== KUTIPAN DOKUMEN ==

------------------------------------

Tiba-tiba saja manusia yang sebelumnya diam rumah, begitu bisa keluar rumah, ada yang ingin membeli tipat cantok, jaje gula bali, makan di restoran. Hasrat nongkrong dan minum di kafe tersalurkan. Mulai berani belanja ke pasar, swalayan, dan aktivitas lainnya. Imbasnya, ekonomi kecil mulai berputar.
Ada lonjakan juga karena masyarakat bisa bertransaksi karena masih memiliki simpanan uang. Saldo di rekening masih aman. Tabungan hasil bekerja dari tahun sebelumnya masih ada di brangkas rumah.
Melihat suasana membaik, pelaku usaha, termasuk saya, mulai memasang target bahwa Januari 2021 ekonomi bakal pulih seiring turunnya kasus Covid-19.
Tapi apa daya, prediksi itu melenceng jauh. Setelah ekokomi merangkak naik pada bulan Setember, justru kembali melemah di bulan Oktober. Saat itu, pelaku usaha masih bisa tenang. Mungkin, warga masih bernafas sejenak. Mereka menahan diri tidak banyak membelanjakan uangnya.

------------------------------------

== DATA YANG DISEDIAKAN ==
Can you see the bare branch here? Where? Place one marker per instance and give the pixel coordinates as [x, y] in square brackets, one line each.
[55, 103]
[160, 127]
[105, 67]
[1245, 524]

------------------------------------

== PETUNJUK ==
1. Tuliskan kembali kata demi kata bagian kutipan dokumen tentang ekonomi di masa Covid-19, mulai dari "Tapi apa daya, prediksi" dan berakhir pada "banyak membelanjakan uangnya.".
2. Teruskan tulisan tentang ekonomi di masa Covid-19 itu, dimulai sesudah kalimat terakhirnya.

== KUMPULAN JAWABAN ==
1.
Tapi apa daya, prediksi itu melenceng jauh. Setelah ekokomi merangkak naik pada bulan Setember, justru kembali melemah di bulan Oktober. Saat itu, pelaku usaha masih bisa tenang. Mungkin, warga masih bernafas sejenak. Mereka menahan diri tidak banyak membelanjakan uangnya.

2.
Memasuki bukan November lanjut ke bulan Desember situasi ekonomi Bali ternyata semakin sulit. Saat pertumbuhan ekonomi di provinsi lain minus pada kisaran satu digit, misalnya minus 3 sampai 5, Bali justru pertumbuhannya minus dua digit di angka minus 12. Ini mulai jadi pertanda buruk.
Setelah mencermati data BPS tentang kunjungan wisatawan mancanegara pada bulan April hingga Desember 2020, ternyata hanya sebanyak 808 orang wisman yang datang ke Bali. Maka dapat disimpulkan bahwa menurunnya sektor ekonomi akibat dari anjloknya sektor pariwisata Bali.
Memasuki bulan Januari dan Februari, perkembangan sektor ekonomi Bali makin parah. Kondisi Bali berbanding terbalik dengan daerah lainnya. Kebijakan pemerintah memberlakukan PPKM kemudian menjadi PPKM mikro makin mencekik perekonomian Bali.
Yang membuat makin cemas, ternyata penjualan di bulan Januari dan Februari 2021 sudah hampir mendekati kondisi bulan April hingga Juli 2020. Penjualan turun lagi pada kisaran 40-45 persen. Angka yang mengkhawatirkan.
Mengapa penjualannya turun lagi? Penyebabnya adalah tabungan masyarakat Bali sudah mulai menipis bahkan mungkin sudah ada yang mulai habis.
Tidak ada pergerakan masyarakat juga membuat perputaran roda ekonomi melambat.
Kondisi ini tidak bisa dianggap remeh temeh oleh pemerintah Bali. Gubernur Bali dan bupati/walikota harus mampu membuat terobosan untuk mengkerek kembali sektor ekonomi Bali.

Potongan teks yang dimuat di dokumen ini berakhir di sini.